▸ **To-do list**:
1. In the piece about the toy-car globe statue, what words do the red letters circling the planet spell out?
2. Retype the piece about the toy-car globe statue between "And circling this" and "OK by the recycling scrapyard across the street.", inclusive.
3. Continue the piece about the toy-car globe statue from where it stops.

▸ **Extracted text**:
──────

The globe is black and white, paved with little cars.
The fiddly bits around the metal plate continents were detailed in Micro Machines; larger Matchbox and Hot Wheels cars made up the infinite oceans. A man-sized statue planet Earth of old toy trucks, buses, hot rods, cement mixers, fire engines, limos — I think I saw a Batmobile in there.
The statue globe was painted checkerboard black and white. The silvery mental plate continents bore eco-friendly messages for those passing by the recycling scrapyard across the street.
Africa says “Rechargeable batteries can be used many times before they need to be thrown away. Americans throw out 179,000 tons of batteries a year.” South America says “Glass can be recycled forever but if put into the landfill it would take 4000 years or more to decompose.”
Hawaii just says “Aloha.”
And circling this planet of junk toys and reclaimed steel, red letters like you might find in a 1950s-themed drive-in. The letters, one or two of which were bent, spell out “REDUCE REUSE RECYCLE.”
The statue is a promise, a pledge that good jobs and good environment are friends here. It’s a bit of hope that things might turn out OK by the recycling scrapyard across the street.
The hope itself is, of course, hopeless.

──────

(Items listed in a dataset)
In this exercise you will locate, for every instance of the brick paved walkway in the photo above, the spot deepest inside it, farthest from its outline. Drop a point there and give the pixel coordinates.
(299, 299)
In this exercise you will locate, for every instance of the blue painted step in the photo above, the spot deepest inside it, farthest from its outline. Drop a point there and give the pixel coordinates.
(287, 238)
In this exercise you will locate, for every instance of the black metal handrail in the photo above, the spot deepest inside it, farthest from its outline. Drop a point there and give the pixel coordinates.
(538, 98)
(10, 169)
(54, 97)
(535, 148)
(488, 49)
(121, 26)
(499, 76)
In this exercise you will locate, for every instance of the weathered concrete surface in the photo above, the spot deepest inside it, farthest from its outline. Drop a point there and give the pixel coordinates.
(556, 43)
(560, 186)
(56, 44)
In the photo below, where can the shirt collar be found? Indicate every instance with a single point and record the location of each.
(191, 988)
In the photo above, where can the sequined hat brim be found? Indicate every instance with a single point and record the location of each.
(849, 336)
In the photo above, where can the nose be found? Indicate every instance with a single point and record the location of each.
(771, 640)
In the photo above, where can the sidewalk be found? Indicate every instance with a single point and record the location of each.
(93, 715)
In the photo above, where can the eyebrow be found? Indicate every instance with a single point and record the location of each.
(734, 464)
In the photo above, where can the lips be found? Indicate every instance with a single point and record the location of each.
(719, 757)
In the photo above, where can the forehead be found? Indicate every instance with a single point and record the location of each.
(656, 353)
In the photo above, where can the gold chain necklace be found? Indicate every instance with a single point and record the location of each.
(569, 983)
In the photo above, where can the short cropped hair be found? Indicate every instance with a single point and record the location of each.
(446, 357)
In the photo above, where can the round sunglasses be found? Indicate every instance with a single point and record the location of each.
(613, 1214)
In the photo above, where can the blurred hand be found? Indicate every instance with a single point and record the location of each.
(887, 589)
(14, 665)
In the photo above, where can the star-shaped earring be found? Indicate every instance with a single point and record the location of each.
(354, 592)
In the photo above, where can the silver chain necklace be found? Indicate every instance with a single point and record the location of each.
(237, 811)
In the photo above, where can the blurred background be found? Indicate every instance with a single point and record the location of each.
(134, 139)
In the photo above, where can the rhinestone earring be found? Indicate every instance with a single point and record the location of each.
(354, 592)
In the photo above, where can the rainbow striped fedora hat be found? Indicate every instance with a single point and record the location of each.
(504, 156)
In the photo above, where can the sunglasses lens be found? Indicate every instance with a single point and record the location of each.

──────

▸ **Results in order**:
1. They spell out "REDUCE REUSE RECYCLE."

2.
And circling this planet of junk toys and reclaimed steel, red letters like you might find in a 1950s-themed drive-in. The letters, one or two of which were bent, spell out “REDUCE REUSE RECYCLE.”
The statue is a promise, a pledge that good jobs and good environment are friends here. It’s a bit of hope that things might turn out OK by the recycling scrapyard across the street.

3.
The smelly, messy scrapyard is part of the gentrifying Second Ward, a mishmash map created in 2011 to swoop up 15 potentially redevelopable industrial sites and keep them away from longtime Alderman Bob Fioretti.
Now that Finkl steel is gone to the north and developers are sniffing around the recycling center, the city is suddenly cracking the whip on violations it let go for years.
Recycling is loud, smelly, noxious and not a good neighbor, more junk scrappers and construction workers looking for paychecks than lovely hippies, like, saving Mother Earth, man. Faced with the Not In What I Have Suddenly Decided Is My Back Yard crowd, North Side industry is being wished away to that magical “elsewhere” some seem to think life’s grodier things, jobs and people go when Mother Market decides a spot of city is gotta gotta have have.
Environmental injustice is a thing, and a horrible one. The areas around power plants, brownfields, petcoke heaps are almost homogeneously longtime low-income black and brown neighborhoods struggling for decades to breathe clean air and drink clean water.
Certain classes decide to move into an industrial area and, with a snap of the finger and the right alderman, the industry gives up, heading off to elsewhere.
But that’s not the topic. The topic is hope.
Hope requires a lot of caveats. It requires assertions you’re not naïve or uneducated on the topic or just plain stupid. It requires a pledge that, yes, you do understand others’ suffering is greater than yours and, yes, you do understand the size and scope of the issue at hand.
Hope has become a thing you have to apologize for before people will listen.
But I’ve got a little hope, and it’s not from that statue.
I tipped my hand more than a little bit with the title of this story. When I found the globe, I was coming back from one of the spots the Chicago River caught fire.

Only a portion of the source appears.